**Instruction**:
Copy the data below word for word, leaving any pictures out of your copy.

**Entries**:
-*-

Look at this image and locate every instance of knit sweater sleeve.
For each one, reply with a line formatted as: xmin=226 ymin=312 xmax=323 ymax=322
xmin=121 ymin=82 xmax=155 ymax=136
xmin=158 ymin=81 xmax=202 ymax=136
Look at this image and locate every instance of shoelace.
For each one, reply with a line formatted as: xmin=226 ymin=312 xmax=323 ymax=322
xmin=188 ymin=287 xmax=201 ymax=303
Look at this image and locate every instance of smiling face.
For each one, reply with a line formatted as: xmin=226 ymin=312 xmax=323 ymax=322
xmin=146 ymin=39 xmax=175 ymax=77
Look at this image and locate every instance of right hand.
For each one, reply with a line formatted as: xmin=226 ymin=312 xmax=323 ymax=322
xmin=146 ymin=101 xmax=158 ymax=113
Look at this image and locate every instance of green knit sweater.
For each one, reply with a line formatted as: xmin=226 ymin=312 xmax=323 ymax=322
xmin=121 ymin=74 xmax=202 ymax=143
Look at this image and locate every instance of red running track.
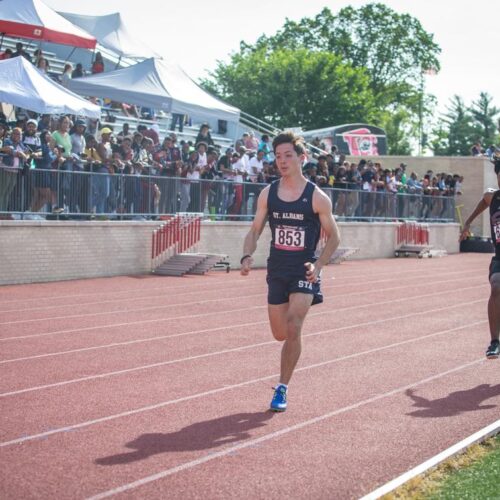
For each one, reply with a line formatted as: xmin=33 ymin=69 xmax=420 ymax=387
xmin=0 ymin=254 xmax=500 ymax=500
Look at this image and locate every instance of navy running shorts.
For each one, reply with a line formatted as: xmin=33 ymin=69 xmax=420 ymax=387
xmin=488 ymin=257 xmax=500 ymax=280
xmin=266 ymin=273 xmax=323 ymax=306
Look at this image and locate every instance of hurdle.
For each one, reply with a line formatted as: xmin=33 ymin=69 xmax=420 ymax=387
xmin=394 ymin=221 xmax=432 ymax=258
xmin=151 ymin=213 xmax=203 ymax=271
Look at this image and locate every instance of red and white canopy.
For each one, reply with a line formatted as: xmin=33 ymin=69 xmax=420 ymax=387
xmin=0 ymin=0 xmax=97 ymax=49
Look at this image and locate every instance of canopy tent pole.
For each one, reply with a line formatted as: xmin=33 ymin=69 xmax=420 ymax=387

-*-

**Written solution**:
Look at this image and locate every instance of knit sweater sleeve.
For each one, reply with a line formatted as: xmin=226 ymin=312 xmax=323 ymax=322
xmin=121 ymin=82 xmax=155 ymax=136
xmin=158 ymin=81 xmax=202 ymax=136
Look at this image and locate every instance of shoelace.
For each one, reply with a line formatted as: xmin=226 ymin=312 xmax=323 ymax=322
xmin=188 ymin=287 xmax=201 ymax=303
Look at this image and locate every instance of smiling face.
For each one, reply with a line formatted as: xmin=226 ymin=312 xmax=323 ymax=322
xmin=146 ymin=39 xmax=175 ymax=77
Look at this image and locate every instance of right hand.
For each one, reply with a line formatted as: xmin=226 ymin=312 xmax=323 ymax=322
xmin=146 ymin=101 xmax=158 ymax=113
Look at this image and locate every instance of green knit sweater.
For each one, reply with a line formatted as: xmin=226 ymin=312 xmax=323 ymax=322
xmin=121 ymin=74 xmax=202 ymax=143
Look at this image and locate every instance of red running track.
For each one, reply with a line formatted as: xmin=33 ymin=69 xmax=420 ymax=387
xmin=0 ymin=254 xmax=500 ymax=500
Look at this image and locate every instance of navy running shorts.
For each one, reply with a line formatted as: xmin=33 ymin=69 xmax=420 ymax=387
xmin=488 ymin=257 xmax=500 ymax=280
xmin=266 ymin=273 xmax=323 ymax=306
Look at this image and locate every instance of hurdle.
For each one, reply with a line formatted as: xmin=33 ymin=69 xmax=420 ymax=387
xmin=394 ymin=221 xmax=432 ymax=258
xmin=151 ymin=213 xmax=203 ymax=271
Look at this image and locate every instance of red and white canopy.
For each one, reply with a line formatted as: xmin=33 ymin=69 xmax=420 ymax=387
xmin=0 ymin=0 xmax=97 ymax=49
Look at this image and locate every instance of canopy tent pole.
For each one, reply with a line formatted as: xmin=33 ymin=69 xmax=420 ymax=387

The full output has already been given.